Excerpt provided:
/---

Trade receivables are measured under IFRS 9 at amortized cost. Under IAS 39 they are classified as loans and other receivables and measured at amortized cost. The value of trade receivables depends on the transaction price of sold goods. Transaction price is measured in accordance with IFRS 15 Revenue from Contracts with Customers -standard. In defining the transaction price, for example the variable considerations included in the contracts, such as volume rebates, are taken into account. This means that the transaction price can be lower than the sales amount invoiced from the customer. Suominen recognizes already currently in profit or loss the estimated customer rebates and other potential variable consideration, so the effects of applying IFRS 15 on transaction price are not estimated to be material. As the accruals for variable considerations are presented in the statement of financial position as accrued expenses before IFRS 9 is applied and under IFRS 9 as items decreasing trade receivables, the carrying amount of trade receivables will change under IFRS 9.
Suominen applies the practical expedient allowed by IFRS 9 for impairment losses arising from trade receivables and uses a provision matrix in estimating the impairment losses based on historical experience on realized credit losses. In accordance with the provision matrix, the impairment losses of trade receivables are based on lifetime expected credit losses. Trade receivables are categorized based on risk characteristics of the customers taking into account the customers’ capability to pay all contractual amounts as agreed in the contracts. Risk characteristics include, among others, the geographical risk related to the customer.
In accordance with IFRS 9, the expected credit losses on trade receivables are a probability-weighted estimate of credit losses over the expected life. As historically Suominen’s realized credit losses have mainly been immaterial and as approximately half of the trade receivables were at the end of the reporting period from international customers with high credit rating, Suominen estimates that recognizing credit losses from trade receivables in accordance with IFRS 9 will not have any material effect on profit or loss. The main change would be that credit losses will be recognized earlier than before.
Compared with IAS 39, IFRS 9 will not change the measurement or classification of financial liabilities.
Amendments to IFRS 2 Classification and Measurement of Share-based Payment Transactions
The amendments to IFRS 2, effective for annual periods beginning on or after 1 January 2018, will change the recognition and measurement of share-based payment transactions which have net settlement features for withholding tax obligations. Under such transactions the entity withholds a number of shares that are equal to the monetary value of the employee’s tax obligation from the total number of shares that would have otherwise been issued to the employee upon exercise or vesting, and transfers the amount in cash to tax authorities on behalf of the employee.

\---

Problem: Rewrite the IFRS 9 and IFRS 2 passage, starting at the words "Compared with IAS" and ending after "of the employee.", with "tax authorities" replaced by "tax agencies".

Extracted material:
/---

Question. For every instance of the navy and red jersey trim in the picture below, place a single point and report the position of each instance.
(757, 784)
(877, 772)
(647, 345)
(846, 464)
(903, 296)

\---

The result:
Compared with IAS 39, IFRS 9 will not change the measurement or classification of financial liabilities.
Amendments to IFRS 2 Classification and Measurement of Share-based Payment Transactions
The amendments to IFRS 2, effective for annual periods beginning on or after 1 January 2018, will change the recognition and measurement of share-based payment transactions which have net settlement features for withholding tax obligations. Under such transactions the entity withholds a number of shares that are equal to the monetary value of the employee’s tax obligation from the total number of shares that would have otherwise been issued to the employee upon exercise or vesting, and transfers the amount in cash to tax agencies on behalf of the employee.